## Consigne 1
Recopiez sans rien changer le passage du texte à lire qui commence par les mots contenant « L’ordre juridique représente » et se termine par « celui de la loi. ».
## Consigne 2
Pour chacune des affirmations suivantes, dites si elle est conforme au texte à lire et citez les mots exacts qui le montrent. (a) La Suisse s’est trouvée en situation extraordinaire pendant trois mois à partir du 17 mars 2020. (b) Pendant la crise du coronavirus, le Conseil fédéral a reçu les pleins pouvoirs. (c) Les normes de la loi sur les épidémies ont une légitimité démocratique plus grande que les ordonnances.

## Texte à lire
::::

En l’espèce, la question a trait à la proportionnalité des sanctions prévues dans l’ordonnance 2 Covid-19 en cas de non-respect des mesures imposées par le Conseil fédéral. Le juge pénal est donc habilité à examiner librement cette question, qui n’implique pas l’analyse d’un risque, entreprise par l’exécutif sur la base des données scientifiques à sa disposition, mais le caractère proportionné (ou non) des sanctions prévues en cas de non-respect des mesures ancrées dans l’ordonnance.
Même dans le domaine de la santé – et plus particulièrement en lien avec les mesures prises par le Conseil fédéral pendant la crise sanitaire –, le but visé par une norme (visant à protéger la santé des citoyens) ne légitime pas la mise en œuvre de n’importe quels moyens.
Comme on l’a vu plus haut, la Suisse s’est trouvée, depuis le 17 mars 2020 (et pendant trois mois), en situation extraordinaire (cf. art. 7 LEp), mais elle n’est jamais sortie du cadre constitutionnel. En effet, pendant la crise du coronavirus, le Conseil fédéral n’a pas été mis au bénéfice des pleins pouvoirs. Ainsi, le Conseil fédéral, en adoptant de nouvelles ordonnances, ne pouvait, au seul motif (général) qu’il convenait de protéger en urgence le pays et ses citoyens contre des dangers graves pour la vie et la santé corporelle, prendre des mesures très incisives (restreignant de manière importante les libertés fondamentales) et, comme cela a été décidé en l’espèce, ériger des infractions en délits (et pas seulement en contraventions), sans justifier ses décisions en fonction des exigences constitutionnelles applicables.
L’ordre juridique représente un ensemble cohérent, une unité. La loi et l’ordonnance formant un tout, l’impact de l’ordonnance ne peut ni ne doit être dissocié de celui de la loi.
Les normes – et en particulier les sanctions pénales qui y sont prévues – déjà en vigueur contenues dans la loi sur les épidémies, qui ont une légitimité démocratique plus grande que les ordonnances, donnent une idée de l’échelle que le Parlement fédéral entendait utiliser au moment d’adopter la loi. Le Conseil fédéral ne peut en faire abstraction, mais il doit s’orienter en fonction de cette échelle pour garantir la proportionnalité des peines qu’il consacre dans son ordonnance. Cela est d’autant plus important lorsque le Conseil fédéral intervient à la place du parlement dans une situation d’urgence et que la tâche de l’Etat/du gouvernement – en particulier lorsqu’il s’agit de protéger la population contre différentes menaces et de prévenir des risques – prend de plus en plus d’ampleur et que les pressions qui pèsent sur les épaules des autorités pour qu’elles prennent des mesures s’intensifient. Ne pas respecter l’orientation (« l’échelle ») désignée par le Parlement fédéral reviendrait d’ailleurs, pour le Conseil fédéral, à faire fi de la subsidiarité de la clause d’urgence (concrétisée dans l’ordonnance) par rapport à l’activité législative du Parlement, ce qui ne peut se concevoir dans un Etat démocratique.

::::

## Données disponibles
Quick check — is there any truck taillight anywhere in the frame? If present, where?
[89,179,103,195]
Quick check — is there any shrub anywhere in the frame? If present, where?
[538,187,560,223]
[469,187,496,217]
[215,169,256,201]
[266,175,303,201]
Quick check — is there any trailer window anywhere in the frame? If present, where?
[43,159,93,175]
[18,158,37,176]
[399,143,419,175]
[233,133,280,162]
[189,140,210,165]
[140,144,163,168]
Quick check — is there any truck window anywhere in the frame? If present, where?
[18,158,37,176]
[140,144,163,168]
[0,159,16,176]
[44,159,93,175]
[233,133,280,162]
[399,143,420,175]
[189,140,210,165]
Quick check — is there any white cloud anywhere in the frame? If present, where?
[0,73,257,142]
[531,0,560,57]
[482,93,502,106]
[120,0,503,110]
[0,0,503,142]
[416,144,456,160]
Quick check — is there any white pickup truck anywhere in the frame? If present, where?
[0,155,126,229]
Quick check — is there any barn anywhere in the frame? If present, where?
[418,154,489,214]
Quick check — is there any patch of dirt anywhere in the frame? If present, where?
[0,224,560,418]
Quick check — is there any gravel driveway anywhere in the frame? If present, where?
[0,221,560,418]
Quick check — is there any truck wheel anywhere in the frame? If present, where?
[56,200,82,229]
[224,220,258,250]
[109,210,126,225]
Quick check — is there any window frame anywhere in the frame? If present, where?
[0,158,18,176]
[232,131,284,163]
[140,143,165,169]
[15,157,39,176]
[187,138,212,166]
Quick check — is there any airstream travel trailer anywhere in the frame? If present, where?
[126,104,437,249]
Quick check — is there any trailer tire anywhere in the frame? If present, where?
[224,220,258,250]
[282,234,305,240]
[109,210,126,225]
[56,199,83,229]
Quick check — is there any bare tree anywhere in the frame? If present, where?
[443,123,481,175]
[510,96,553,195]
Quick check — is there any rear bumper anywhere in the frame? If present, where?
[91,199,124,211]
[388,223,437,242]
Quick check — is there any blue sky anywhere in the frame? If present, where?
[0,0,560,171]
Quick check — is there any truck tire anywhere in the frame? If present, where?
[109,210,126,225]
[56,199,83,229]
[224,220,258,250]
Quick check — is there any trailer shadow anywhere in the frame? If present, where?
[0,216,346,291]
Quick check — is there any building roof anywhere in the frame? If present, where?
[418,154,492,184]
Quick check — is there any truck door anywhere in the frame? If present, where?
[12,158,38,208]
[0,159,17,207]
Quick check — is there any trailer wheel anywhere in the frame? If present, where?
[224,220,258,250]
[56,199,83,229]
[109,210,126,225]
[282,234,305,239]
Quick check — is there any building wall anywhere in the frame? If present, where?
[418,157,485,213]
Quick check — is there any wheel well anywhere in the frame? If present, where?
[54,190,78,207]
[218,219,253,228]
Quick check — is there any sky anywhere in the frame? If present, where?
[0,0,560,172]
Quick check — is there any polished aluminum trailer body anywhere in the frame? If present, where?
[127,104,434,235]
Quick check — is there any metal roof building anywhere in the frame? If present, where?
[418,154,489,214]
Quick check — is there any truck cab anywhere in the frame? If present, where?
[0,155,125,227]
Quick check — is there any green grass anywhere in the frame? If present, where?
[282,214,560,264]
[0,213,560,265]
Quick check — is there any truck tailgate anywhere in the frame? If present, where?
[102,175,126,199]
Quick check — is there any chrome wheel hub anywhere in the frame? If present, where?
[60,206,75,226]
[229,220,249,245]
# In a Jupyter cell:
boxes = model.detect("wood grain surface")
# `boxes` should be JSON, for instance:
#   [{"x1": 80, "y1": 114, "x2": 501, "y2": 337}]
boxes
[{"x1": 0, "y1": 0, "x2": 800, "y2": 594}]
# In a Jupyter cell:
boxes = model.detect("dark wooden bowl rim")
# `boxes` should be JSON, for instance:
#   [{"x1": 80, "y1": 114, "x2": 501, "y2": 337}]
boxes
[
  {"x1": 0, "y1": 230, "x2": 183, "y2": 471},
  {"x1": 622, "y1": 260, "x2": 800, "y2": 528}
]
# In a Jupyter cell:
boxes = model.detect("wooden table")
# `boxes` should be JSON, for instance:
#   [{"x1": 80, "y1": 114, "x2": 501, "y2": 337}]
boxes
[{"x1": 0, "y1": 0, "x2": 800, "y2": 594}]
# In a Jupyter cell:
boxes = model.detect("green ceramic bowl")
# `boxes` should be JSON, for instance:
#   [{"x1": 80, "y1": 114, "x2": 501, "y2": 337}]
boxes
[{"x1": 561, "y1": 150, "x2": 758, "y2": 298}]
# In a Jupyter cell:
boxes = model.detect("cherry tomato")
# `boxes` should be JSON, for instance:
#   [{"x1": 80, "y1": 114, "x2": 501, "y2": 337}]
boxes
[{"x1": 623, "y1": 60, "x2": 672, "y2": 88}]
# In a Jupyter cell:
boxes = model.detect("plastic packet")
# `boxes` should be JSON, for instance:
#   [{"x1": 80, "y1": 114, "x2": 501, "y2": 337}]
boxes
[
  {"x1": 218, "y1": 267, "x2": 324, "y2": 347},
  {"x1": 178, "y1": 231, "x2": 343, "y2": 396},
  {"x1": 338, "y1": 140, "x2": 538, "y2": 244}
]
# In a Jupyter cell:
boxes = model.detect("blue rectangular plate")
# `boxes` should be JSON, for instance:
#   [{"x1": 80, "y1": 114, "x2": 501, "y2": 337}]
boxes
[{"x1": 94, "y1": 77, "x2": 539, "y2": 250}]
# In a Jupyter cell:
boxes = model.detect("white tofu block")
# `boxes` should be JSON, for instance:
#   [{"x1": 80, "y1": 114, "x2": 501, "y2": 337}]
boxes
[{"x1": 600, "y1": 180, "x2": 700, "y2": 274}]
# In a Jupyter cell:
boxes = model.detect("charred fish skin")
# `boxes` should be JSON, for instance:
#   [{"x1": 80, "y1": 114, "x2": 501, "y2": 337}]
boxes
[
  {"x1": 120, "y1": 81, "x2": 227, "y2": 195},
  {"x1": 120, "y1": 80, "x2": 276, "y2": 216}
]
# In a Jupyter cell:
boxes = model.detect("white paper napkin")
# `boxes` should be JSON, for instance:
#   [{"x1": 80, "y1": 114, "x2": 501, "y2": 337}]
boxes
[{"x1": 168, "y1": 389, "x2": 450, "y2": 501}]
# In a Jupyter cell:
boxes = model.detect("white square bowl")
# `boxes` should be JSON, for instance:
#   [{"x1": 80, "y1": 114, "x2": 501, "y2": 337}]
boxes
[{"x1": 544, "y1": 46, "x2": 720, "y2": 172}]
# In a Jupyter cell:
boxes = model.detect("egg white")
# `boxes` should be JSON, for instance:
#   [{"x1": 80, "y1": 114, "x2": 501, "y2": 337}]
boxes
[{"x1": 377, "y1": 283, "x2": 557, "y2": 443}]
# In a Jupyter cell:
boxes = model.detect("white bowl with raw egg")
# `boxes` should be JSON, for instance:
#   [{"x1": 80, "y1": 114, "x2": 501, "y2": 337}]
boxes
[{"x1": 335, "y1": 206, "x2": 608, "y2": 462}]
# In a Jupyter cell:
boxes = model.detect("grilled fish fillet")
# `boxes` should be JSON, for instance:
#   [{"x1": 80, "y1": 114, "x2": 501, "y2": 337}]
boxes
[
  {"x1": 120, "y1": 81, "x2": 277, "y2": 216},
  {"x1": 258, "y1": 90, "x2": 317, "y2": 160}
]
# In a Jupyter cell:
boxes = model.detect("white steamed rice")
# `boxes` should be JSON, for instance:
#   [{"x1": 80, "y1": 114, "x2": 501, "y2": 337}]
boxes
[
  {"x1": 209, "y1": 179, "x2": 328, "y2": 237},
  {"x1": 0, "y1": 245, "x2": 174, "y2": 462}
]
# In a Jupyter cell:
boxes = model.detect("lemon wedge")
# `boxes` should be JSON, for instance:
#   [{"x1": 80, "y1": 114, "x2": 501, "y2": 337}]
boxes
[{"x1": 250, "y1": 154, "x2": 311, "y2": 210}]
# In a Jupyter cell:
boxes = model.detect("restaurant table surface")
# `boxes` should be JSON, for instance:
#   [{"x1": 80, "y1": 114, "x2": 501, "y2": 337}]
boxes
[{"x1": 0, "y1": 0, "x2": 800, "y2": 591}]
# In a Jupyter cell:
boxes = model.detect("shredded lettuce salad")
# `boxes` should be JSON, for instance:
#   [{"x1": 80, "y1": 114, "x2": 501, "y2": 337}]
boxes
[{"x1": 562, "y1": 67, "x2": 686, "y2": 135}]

::::

## Corrigé 1
L’ordre juridique représente un ensemble cohérent, une unité. La loi et l’ordonnance formant un tout, l’impact de l’ordonnance ne peut ni ne doit être dissocié de celui de la loi.

## Corrigé 2
(a) Oui : « depuis le 17 mars 2020 (et pendant trois mois), en situation extraordinaire ».
(b) Non : « le Conseil fédéral n’a pas été mis au bénéfice des pleins pouvoirs ».
(c) Oui : « qui ont une légitimité démocratique plus grande que les ordonnances ».